:: EXTRACT ::
■ ■ ■
Watt won't compare AXR to other teams he's worked with - "that's like comparing Jim Clark to Michael Schumacher, they're extremely hard to compare, there's just teams that can make it happen and teams that can't" - and says it's a combination of factors that have contributed to its success.

"I don't think there's any one thing. I consider us to have a very good group of drivers, we have a good team, everybody understands what they're doing and isn't worrying about what the next guy is doing, they're worrying about how can they do their job the best they can."

Watt admits he sometimes reflects on opportunities to work in Formula 1 that he passed up, but has no regrets about his path.

"I was in Japan doing F3000 and working all over Europe doing odd-jobs with Lola, it took me with the EuroRacing Team to Le Mans in 1992 when they ran the Formula 1 Judd V10 engine [for Heinz-Harald Frentzen, Charles Zwolsman and Shunji Kasuya]," he says. "But when I came to America, I liked it and when Toyota wanted to bring me here full-time, it was quite an easy decision.
■ ■ ■
:: INFORMATION SUPPLIED ::
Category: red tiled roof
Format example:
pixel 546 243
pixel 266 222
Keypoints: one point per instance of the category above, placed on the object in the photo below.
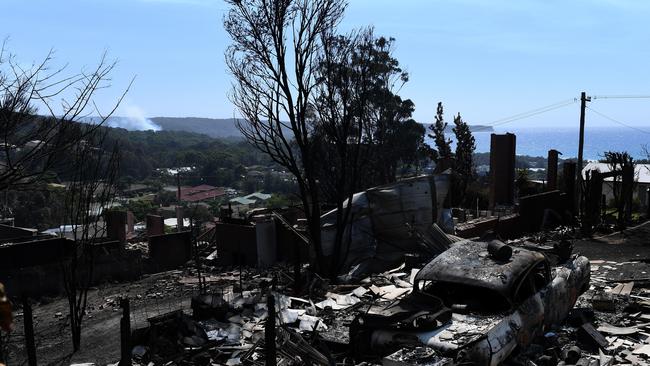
pixel 201 193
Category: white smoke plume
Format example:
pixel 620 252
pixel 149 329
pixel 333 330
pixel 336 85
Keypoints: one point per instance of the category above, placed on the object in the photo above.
pixel 133 119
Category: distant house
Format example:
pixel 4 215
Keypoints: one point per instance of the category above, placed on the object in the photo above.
pixel 641 178
pixel 242 204
pixel 258 197
pixel 201 193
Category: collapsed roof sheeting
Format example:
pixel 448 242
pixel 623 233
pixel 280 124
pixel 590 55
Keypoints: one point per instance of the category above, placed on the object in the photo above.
pixel 387 222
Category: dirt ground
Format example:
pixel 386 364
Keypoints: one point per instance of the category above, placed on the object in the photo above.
pixel 625 255
pixel 152 295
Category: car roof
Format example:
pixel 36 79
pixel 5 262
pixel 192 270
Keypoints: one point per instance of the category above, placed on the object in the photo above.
pixel 468 263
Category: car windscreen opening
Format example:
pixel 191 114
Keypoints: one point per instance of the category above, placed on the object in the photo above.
pixel 477 299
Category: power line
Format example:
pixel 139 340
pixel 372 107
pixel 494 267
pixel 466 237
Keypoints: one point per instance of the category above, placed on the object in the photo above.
pixel 619 122
pixel 622 97
pixel 531 113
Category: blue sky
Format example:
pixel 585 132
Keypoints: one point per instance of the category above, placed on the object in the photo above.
pixel 485 59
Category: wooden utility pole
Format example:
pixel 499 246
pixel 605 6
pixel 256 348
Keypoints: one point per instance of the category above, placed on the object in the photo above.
pixel 583 105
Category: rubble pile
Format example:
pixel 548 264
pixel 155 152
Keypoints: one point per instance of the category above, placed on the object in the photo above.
pixel 228 327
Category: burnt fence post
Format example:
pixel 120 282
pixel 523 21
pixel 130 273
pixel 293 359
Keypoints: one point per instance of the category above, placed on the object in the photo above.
pixel 269 330
pixel 125 333
pixel 28 325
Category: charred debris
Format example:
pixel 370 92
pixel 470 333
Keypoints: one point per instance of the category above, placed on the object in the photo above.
pixel 416 286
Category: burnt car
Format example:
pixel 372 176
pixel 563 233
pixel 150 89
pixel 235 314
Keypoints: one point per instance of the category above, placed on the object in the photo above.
pixel 476 306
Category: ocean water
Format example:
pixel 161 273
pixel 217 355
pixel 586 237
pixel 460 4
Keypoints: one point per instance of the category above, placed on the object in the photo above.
pixel 537 141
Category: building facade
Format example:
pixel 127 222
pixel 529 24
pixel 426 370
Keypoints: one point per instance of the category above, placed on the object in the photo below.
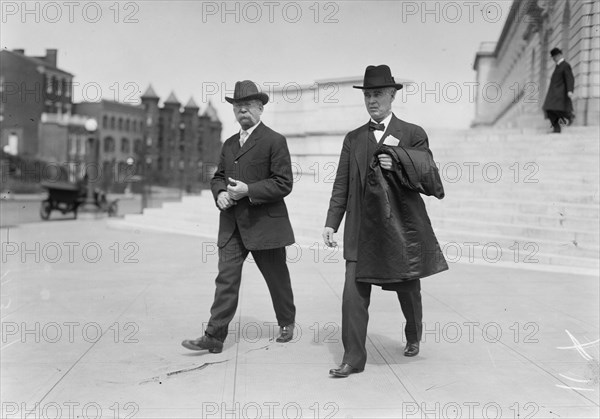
■ ■ ■
:: WHAT TO DO ::
**1.** In the extract about Watt, which engine did the EuroRacing Team run at Le Mans in 1992?
**2.** Condense the paragraph of the extract about Watt that begins "I don't think there's any one thing" into a short list that keeps its main facts.
**3.** Please copy from the extract about Watt word for word, starting at the words "Watt won't compare" and ending after "about his path.".

:: RESPONSES TO THE EXERCISE ::
**1.** The Formula 1 Judd V10 engine.

**2.**
- No single factor explains the success.
- The team has a very good group of drivers.
- The team itself is good.
- Everyone understands their own job and focuses on doing it as well as possible instead of worrying about what others are doing.

**3.**
Watt won't compare AXR to other teams he's worked with - "that's like comparing Jim Clark to Michael Schumacher, they're extremely hard to compare, there's just teams that can make it happen and teams that can't" - and says it's a combination of factors that have contributed to its success.

"I don't think there's any one thing. I consider us to have a very good group of drivers, we have a good team, everybody understands what they're doing and isn't worrying about what the next guy is doing, they're worrying about how can they do their job the best they can."

Watt admits he sometimes reflects on opportunities to work in Formula 1 that he passed up, but has no regrets about his path.